_Document passage_
══════════════════════════════

This is the blessed “surcease of sorrow” of which the crowded life of the modern city knows nothing: but, as the practical Roman indicates, it will not support life of its own mere motion. Cf. Dr. Johnson’s picture of Shenstone: “He began from this time to entangle his walks and to wind his waters: which he did with such judgment and such fancy as made his little domain the envy of the great and the admiration of the skillful. His house was mean, and he did not improve it: his care was of his grounds…. In time his expences brought clamours about him, that overpowered the lambs’ bleat and the linnets’ song; and his groves were haunted by beings very different from fawns and fairies.”
18 Walter of Henley, in thirteenth century England, drove home a shrewd comment on the country gentleman who farms without keeping accounts and thinks he is engaged in a profitable industry. “You know surely,” he says, “that an acre sown with wheat takes three ploughings, except lands which are sown yearly, and that one with another each ploughing is worth six pence, and harrowing a penny, and on the acre it is necessary to sow at least two bushels. Now two bushels at Michaelmas are worth at least twelve pence, and weeding a half penny and reaping five pence, and carrying in August a penny: the straw will pay for the threshing. At three times your sowing you ought to have six bushels, worth three shillings; and the cost amounts to three shillings and three half pence, and the ground is yours and not reckoned.”
Of Walter of Henley little is known, but it is conjectured that he was the bailiff of the manors near Henley which belonged to the Abbey of Canterbury. His curious and valuable Dite de Hosebondrie, which is as original in its way as Cato’s treatise, being entirely free from mere literary tradition, is now available to the modern reader in a translation, from the original barbarous English law French, by Elizabeth Lamond, made for the Royal Historical Society in 1890.
19 This was just before Pharsalia, and the army was that of
Pompey which Varro had joined after surrendering to Caesar in Spain.
20 In this enumeration of trees Varro does not include the chestnut which is now one of the features of the Italian mountain landscape and furnishes support for a considerable part of the Italian population, who subsist on necci, those indigestible chestnut flour cakes, just as the Irish peasants do on potatoes. The chestnut was late in getting a foothold in Italy but it was there in Varro’s day. He mentions the nuts as part of the diet of dormice (III, 15).
By the thirteenth century chestnuts had become an established article of human food in Italy. Pietro Crescenzi (1230-1307) describes two varieties, the cultivated and the wild, and quotes the Arabian physician Avicenna to the effect that chestnuts are “di tarda digestione ma di buono nuttimento.” It is perhaps for this very reason that chestnut bread is acceptable to those engaged in heavy labor. Fynes Moryson says in his Itinerary (1617) that maslin bread made of a mixture of rye and wheat flour was used by labourers in England because it “abode longer in the stomach and was not so soon digested with their labour.”
Crescenzi, who was a lawyer and a judge, says in his preface that he had left his native Bologna because of the civil strifes, had taken foreign service in several parts of Italy, and so had opportunity to see the world. He wrote his book on agriculture because, as he says, of all the things he learned on his travels there was nothing “piu a bondevole, niuna piu dolce, et niuna piu degna de l’huomo libero,” a sentiment which Socrates had expressed sixteen hundred years earlier and which was echoed six hundred years later by another far-sighted Italian, the statesman Cavour.

══════════════════════════════

_Data shown_
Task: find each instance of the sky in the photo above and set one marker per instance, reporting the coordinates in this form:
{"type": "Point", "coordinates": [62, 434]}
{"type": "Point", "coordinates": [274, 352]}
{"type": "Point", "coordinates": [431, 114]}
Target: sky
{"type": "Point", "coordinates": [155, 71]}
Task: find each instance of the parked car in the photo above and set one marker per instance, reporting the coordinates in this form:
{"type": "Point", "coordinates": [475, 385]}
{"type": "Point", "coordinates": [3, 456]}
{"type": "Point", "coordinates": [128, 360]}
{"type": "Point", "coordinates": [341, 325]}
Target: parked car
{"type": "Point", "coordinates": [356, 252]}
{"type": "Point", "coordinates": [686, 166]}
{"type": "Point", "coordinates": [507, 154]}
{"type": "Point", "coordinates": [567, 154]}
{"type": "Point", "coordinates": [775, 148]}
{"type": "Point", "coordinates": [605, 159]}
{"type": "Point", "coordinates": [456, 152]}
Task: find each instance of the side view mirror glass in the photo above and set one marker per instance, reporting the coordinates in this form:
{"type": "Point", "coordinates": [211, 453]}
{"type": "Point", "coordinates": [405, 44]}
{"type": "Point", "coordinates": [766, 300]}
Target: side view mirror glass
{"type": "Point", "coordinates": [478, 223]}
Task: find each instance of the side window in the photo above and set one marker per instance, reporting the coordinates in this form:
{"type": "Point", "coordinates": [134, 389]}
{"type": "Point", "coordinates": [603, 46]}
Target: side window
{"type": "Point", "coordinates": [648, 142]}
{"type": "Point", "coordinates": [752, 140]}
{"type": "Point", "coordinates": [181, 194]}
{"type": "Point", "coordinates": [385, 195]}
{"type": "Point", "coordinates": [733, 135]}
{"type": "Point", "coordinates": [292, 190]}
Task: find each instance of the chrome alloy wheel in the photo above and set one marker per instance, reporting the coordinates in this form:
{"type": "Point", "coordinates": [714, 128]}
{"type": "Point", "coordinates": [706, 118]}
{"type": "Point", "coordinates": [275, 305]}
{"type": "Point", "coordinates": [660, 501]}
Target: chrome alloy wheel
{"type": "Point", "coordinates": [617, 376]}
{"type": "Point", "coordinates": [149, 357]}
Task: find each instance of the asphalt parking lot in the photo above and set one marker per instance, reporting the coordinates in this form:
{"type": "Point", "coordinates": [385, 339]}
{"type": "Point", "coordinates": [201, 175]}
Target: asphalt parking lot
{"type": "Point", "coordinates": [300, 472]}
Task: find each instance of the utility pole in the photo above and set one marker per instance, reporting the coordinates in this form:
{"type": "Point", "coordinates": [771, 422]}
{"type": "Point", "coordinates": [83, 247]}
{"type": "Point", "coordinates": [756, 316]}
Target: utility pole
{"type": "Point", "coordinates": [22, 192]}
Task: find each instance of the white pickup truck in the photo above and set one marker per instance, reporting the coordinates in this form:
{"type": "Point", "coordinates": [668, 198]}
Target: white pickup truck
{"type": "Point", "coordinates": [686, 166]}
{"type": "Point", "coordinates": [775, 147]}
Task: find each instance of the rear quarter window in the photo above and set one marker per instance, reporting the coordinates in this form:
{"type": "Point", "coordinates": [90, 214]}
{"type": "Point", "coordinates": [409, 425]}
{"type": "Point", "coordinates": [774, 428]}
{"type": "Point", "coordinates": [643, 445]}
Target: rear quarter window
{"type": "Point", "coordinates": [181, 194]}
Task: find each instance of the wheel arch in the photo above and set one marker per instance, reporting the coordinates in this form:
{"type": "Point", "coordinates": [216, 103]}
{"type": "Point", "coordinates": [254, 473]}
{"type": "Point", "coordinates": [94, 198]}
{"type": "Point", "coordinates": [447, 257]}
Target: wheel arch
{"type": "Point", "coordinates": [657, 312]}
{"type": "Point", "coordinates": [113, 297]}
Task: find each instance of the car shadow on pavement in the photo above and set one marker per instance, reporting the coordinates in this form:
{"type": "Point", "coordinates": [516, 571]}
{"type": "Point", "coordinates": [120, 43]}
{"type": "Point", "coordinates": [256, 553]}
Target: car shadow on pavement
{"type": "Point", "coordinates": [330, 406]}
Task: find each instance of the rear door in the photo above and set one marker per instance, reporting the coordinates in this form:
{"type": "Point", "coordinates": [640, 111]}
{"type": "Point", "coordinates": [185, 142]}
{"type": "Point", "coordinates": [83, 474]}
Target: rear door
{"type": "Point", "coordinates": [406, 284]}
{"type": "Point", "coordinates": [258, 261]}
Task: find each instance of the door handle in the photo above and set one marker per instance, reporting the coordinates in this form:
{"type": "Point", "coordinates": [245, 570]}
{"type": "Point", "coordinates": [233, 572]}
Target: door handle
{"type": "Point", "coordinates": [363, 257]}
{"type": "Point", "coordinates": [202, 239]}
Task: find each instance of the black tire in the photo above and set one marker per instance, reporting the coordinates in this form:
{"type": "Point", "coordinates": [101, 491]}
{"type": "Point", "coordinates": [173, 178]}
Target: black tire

══════════════════════════════

_Work instructions_
A: Please rewrite the passage from "Of Walter of" up to and including "Caesar in Spain.", putting "steward" in place of "bailiff".
B: Pull out every line of the entries that contains the string "view".

_Answers for the exercise_
A:
Of Walter of Henley little is known, but it is conjectured that he was the steward of the manors near Henley which belonged to the Abbey of Canterbury. His curious and valuable Dite de Hosebondrie, which is as original in its way as Cato’s treatise, being entirely free from mere literary tradition, is now available to the modern reader in a translation, from the original barbarous English law French, by Elizabeth Lamond, made for the Royal Historical Society in 1890.
19 This was just before Pharsalia, and the army was that of
Pompey which Varro had joined after surrendering to Caesar in Spain.

B:
Task: find each instance of the side view mirror glass in the photo above and set one marker per instance, reporting the coordinates in this form:
Target: side view mirror glass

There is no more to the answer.